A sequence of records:
==========

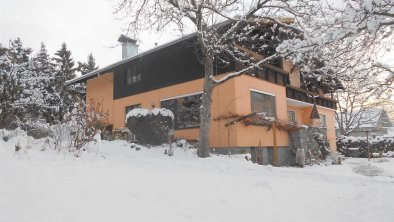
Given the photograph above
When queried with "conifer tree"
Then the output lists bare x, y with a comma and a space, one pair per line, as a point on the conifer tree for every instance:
65, 70
89, 66
14, 66
44, 71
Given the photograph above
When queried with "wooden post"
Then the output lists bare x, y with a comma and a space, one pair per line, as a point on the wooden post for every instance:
369, 151
276, 162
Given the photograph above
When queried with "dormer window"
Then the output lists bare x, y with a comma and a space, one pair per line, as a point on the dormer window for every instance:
133, 75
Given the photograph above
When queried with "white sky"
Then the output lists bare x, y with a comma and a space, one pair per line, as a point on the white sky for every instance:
85, 25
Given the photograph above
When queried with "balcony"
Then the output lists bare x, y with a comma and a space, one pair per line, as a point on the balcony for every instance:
272, 74
306, 96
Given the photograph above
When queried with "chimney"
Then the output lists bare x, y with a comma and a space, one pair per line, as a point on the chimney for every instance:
129, 46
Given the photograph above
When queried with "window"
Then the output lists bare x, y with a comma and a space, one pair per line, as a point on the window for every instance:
133, 74
323, 122
129, 108
291, 116
263, 103
186, 111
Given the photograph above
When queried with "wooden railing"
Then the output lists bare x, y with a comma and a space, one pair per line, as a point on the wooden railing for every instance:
271, 74
306, 96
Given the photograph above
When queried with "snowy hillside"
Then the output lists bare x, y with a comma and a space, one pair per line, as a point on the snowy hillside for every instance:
117, 183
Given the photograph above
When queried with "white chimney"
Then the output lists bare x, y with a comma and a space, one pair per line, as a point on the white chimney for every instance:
129, 46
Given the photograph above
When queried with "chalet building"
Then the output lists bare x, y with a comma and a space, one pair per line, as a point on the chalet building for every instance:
171, 76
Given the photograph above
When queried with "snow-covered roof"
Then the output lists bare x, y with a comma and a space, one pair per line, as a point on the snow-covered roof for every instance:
113, 65
366, 119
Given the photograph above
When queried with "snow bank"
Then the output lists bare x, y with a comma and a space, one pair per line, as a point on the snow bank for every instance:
137, 112
121, 183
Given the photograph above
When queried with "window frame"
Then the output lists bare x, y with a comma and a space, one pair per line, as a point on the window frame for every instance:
133, 74
323, 124
175, 108
294, 114
265, 94
136, 105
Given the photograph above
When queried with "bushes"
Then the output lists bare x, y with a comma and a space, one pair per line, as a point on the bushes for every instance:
150, 127
376, 144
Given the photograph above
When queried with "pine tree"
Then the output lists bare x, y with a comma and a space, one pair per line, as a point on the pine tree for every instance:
89, 66
65, 64
44, 71
65, 70
84, 68
14, 67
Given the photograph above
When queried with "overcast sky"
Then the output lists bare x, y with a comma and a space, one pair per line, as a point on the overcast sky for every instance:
85, 25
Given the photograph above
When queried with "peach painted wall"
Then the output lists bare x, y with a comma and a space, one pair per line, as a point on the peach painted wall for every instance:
294, 76
303, 117
230, 97
251, 135
100, 89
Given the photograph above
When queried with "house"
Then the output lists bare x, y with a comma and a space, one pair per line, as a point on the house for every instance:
374, 120
171, 76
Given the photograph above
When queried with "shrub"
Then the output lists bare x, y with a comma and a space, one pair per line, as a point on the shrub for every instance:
377, 144
150, 127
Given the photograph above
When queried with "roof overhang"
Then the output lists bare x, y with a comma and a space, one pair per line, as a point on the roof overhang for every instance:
109, 68
301, 104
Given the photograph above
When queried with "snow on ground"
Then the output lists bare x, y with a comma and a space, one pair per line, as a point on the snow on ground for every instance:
117, 183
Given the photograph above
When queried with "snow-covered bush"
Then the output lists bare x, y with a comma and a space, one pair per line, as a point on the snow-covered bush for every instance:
377, 144
83, 123
150, 126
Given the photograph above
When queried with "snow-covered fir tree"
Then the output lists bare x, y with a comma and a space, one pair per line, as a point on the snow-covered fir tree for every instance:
14, 67
65, 70
44, 72
88, 66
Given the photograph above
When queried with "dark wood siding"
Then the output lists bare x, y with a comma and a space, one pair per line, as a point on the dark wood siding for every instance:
171, 65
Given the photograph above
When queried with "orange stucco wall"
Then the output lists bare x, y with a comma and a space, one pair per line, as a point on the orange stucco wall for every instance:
234, 96
247, 136
100, 89
294, 73
303, 118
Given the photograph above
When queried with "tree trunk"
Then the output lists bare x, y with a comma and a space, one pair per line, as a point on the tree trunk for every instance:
205, 110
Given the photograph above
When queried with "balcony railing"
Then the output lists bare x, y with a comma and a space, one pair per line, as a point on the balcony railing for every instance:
271, 74
306, 96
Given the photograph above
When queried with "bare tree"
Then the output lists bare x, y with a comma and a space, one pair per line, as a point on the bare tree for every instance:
222, 28
346, 36
357, 100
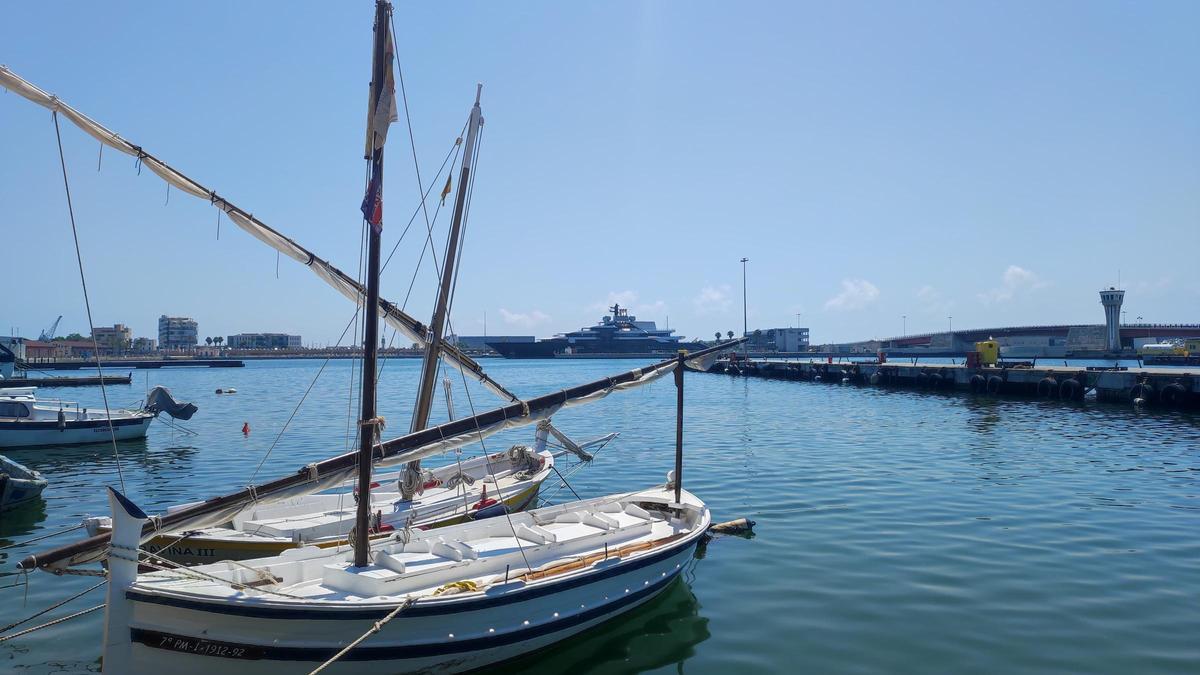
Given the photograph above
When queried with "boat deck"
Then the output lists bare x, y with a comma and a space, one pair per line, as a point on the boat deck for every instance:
466, 560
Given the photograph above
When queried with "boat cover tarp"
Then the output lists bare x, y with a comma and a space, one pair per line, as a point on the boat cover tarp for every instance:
160, 400
335, 471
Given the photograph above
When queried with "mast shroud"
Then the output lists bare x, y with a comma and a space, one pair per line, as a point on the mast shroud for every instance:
342, 282
369, 423
411, 484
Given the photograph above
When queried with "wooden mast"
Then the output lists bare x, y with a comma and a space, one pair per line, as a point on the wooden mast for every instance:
437, 327
367, 419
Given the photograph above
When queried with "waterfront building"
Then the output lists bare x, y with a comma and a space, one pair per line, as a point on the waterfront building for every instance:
39, 350
143, 345
263, 341
15, 345
480, 341
178, 333
114, 339
780, 339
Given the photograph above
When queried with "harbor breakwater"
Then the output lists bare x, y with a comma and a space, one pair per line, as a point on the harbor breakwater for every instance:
1143, 386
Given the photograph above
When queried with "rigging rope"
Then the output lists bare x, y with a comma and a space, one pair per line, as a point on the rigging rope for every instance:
408, 121
52, 608
375, 628
87, 302
55, 533
48, 623
303, 398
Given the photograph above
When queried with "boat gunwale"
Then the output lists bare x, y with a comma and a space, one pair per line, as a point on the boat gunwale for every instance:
265, 607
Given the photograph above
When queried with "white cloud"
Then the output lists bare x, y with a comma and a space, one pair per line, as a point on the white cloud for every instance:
856, 294
931, 300
525, 320
713, 299
1151, 287
1014, 281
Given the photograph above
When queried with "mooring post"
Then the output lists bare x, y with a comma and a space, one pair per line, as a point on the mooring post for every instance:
679, 424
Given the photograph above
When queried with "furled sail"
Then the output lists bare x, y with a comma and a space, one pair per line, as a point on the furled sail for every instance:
331, 472
406, 324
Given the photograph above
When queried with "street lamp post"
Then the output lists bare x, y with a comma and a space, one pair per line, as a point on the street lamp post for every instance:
745, 328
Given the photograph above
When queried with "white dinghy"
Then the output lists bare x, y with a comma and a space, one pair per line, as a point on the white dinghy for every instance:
459, 597
473, 489
27, 420
447, 599
18, 484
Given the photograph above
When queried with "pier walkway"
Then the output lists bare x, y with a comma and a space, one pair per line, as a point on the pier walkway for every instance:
1171, 387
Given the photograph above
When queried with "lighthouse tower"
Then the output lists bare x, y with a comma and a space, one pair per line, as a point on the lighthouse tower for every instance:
1111, 300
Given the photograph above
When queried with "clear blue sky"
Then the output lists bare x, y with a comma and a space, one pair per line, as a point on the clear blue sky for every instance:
994, 161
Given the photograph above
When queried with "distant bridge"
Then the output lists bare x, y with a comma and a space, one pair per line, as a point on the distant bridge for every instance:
1128, 332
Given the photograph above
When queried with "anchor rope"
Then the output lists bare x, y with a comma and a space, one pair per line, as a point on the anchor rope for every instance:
87, 302
52, 608
48, 623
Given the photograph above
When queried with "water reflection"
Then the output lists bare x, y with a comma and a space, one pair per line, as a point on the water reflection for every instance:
19, 521
663, 632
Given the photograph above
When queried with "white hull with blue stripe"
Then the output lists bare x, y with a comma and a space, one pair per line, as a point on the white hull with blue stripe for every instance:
27, 420
473, 593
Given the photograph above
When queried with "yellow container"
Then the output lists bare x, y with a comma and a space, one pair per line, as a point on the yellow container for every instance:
989, 352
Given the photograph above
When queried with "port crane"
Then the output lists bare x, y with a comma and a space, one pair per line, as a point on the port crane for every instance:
48, 334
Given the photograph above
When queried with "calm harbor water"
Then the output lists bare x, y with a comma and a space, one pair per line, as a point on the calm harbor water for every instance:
898, 531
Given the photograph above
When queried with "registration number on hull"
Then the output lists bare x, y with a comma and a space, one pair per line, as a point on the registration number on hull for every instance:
196, 645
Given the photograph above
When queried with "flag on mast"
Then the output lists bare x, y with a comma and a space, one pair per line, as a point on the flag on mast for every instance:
381, 113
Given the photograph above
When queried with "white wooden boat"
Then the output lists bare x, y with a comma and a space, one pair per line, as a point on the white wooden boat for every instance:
473, 489
28, 420
447, 599
18, 484
467, 595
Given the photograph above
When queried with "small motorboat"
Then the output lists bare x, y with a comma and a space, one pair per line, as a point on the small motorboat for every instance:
27, 420
18, 484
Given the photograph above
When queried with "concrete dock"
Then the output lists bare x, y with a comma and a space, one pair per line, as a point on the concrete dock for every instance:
1169, 387
67, 381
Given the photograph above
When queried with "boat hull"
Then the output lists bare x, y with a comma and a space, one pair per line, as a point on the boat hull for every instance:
18, 484
187, 637
34, 434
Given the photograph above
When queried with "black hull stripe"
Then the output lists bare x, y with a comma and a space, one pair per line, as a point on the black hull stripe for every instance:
71, 424
293, 613
154, 639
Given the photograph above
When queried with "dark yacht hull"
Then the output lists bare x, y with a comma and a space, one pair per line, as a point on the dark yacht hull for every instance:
615, 350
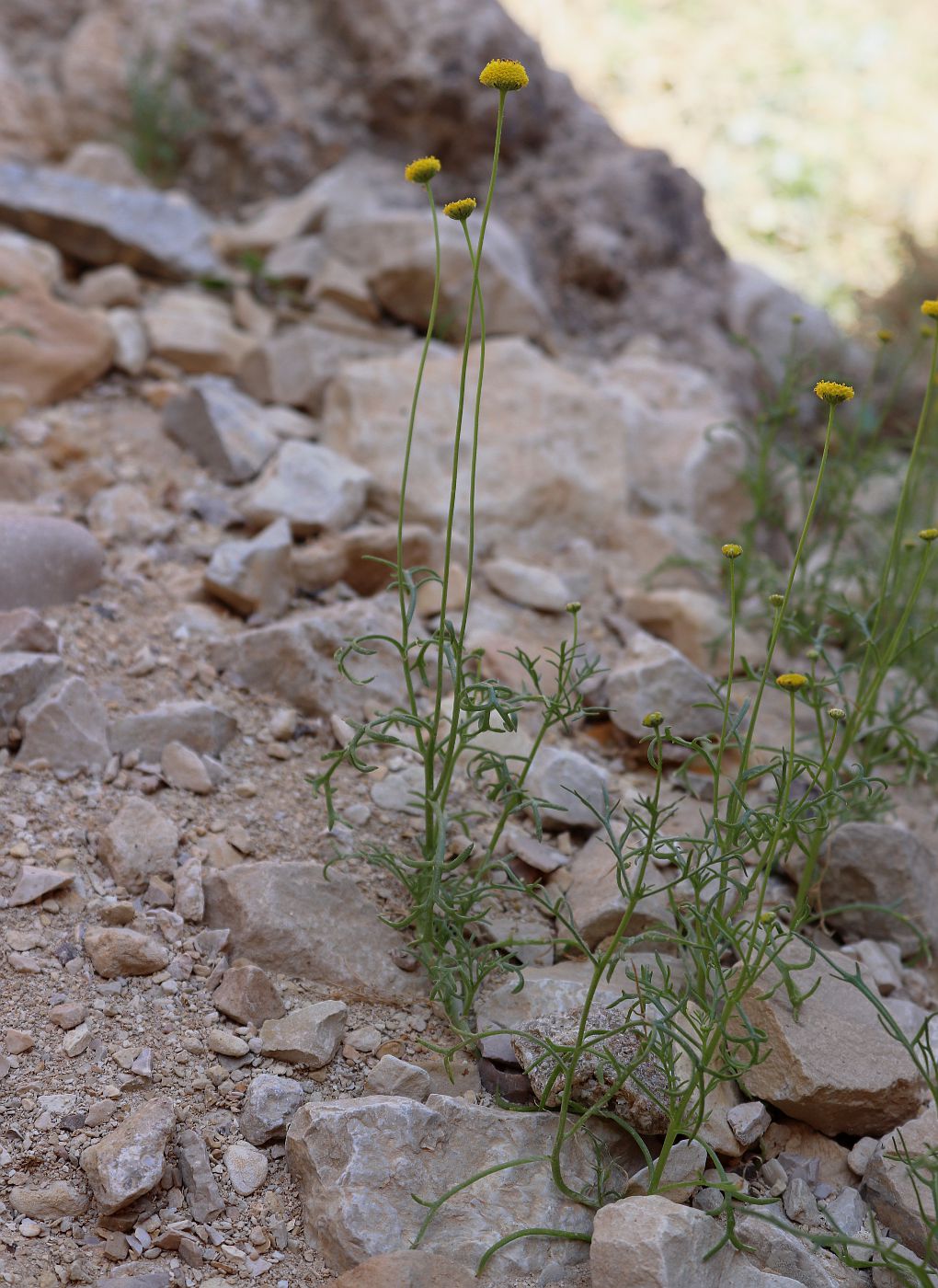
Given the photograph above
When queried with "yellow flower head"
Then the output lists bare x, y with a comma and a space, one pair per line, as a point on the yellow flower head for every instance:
831, 392
461, 209
422, 170
503, 74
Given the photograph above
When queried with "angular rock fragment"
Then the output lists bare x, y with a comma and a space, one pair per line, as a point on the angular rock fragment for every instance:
129, 1161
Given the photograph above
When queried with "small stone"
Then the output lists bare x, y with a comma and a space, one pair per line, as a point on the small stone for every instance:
269, 1105
246, 1167
310, 1034
247, 995
139, 843
129, 1161
225, 1043
748, 1122
184, 768
394, 1077
116, 950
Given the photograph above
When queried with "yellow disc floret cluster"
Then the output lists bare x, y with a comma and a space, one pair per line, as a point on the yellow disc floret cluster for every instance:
461, 209
503, 74
422, 170
831, 392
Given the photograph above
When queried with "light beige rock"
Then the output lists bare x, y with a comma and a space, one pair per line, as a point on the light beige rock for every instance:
552, 454
254, 576
287, 917
834, 1066
358, 1162
139, 843
312, 487
308, 1034
129, 1161
54, 350
45, 562
64, 728
118, 950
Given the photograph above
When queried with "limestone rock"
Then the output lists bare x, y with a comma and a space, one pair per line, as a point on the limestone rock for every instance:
196, 724
66, 730
269, 1105
246, 1167
247, 995
139, 843
162, 235
48, 1202
650, 675
295, 660
357, 1165
254, 576
289, 917
54, 350
36, 882
395, 257
118, 950
22, 678
196, 331
310, 486
596, 1068
23, 631
45, 562
202, 1191
561, 776
394, 1077
222, 427
129, 1161
875, 863
309, 1034
406, 1269
890, 1189
834, 1066
552, 454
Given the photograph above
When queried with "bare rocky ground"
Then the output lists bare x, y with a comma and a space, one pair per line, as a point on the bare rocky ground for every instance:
216, 1063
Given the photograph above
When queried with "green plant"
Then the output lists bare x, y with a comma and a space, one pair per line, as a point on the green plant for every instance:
162, 121
718, 933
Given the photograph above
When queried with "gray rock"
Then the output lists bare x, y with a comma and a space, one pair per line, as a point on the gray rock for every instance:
270, 1103
599, 1066
66, 728
199, 725
310, 486
139, 843
162, 235
202, 1193
45, 560
561, 776
394, 1077
358, 1162
247, 995
254, 576
246, 1167
222, 427
129, 1161
309, 1034
22, 678
289, 917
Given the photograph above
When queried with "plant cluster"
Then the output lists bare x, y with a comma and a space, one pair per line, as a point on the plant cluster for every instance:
727, 937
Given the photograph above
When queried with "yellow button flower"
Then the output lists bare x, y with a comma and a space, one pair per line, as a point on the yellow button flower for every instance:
503, 74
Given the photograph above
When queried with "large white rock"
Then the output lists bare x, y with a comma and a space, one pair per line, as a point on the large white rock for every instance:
358, 1162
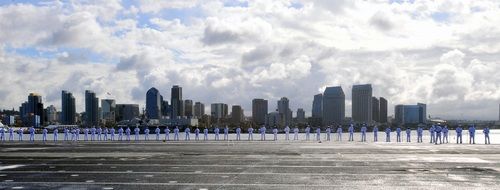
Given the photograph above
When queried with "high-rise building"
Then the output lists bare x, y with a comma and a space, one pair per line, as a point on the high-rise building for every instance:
236, 114
153, 104
284, 111
333, 105
317, 110
199, 109
301, 116
410, 114
126, 111
68, 111
383, 110
176, 102
362, 103
188, 108
91, 108
375, 109
108, 110
218, 111
259, 111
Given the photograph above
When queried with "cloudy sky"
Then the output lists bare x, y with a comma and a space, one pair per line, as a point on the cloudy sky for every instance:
444, 53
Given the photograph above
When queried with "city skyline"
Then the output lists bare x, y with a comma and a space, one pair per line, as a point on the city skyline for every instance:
442, 53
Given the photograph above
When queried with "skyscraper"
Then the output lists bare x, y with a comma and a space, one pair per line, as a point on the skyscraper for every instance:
199, 109
375, 109
284, 111
68, 112
176, 102
383, 110
188, 108
362, 103
333, 105
317, 110
108, 110
259, 111
91, 108
153, 104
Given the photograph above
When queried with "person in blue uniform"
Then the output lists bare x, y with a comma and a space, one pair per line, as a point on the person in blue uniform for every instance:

==========

#### [EXERCISE GOAL]
Pick out every line in the records above that contains the word "number" and copy each of those lines.

#### [RIGHT ANSWER]
When queried with "registration number on hull"
Then the output lists bare x, y with a comma and a space, one pair per line, as a point on the registration number on hull for every instance:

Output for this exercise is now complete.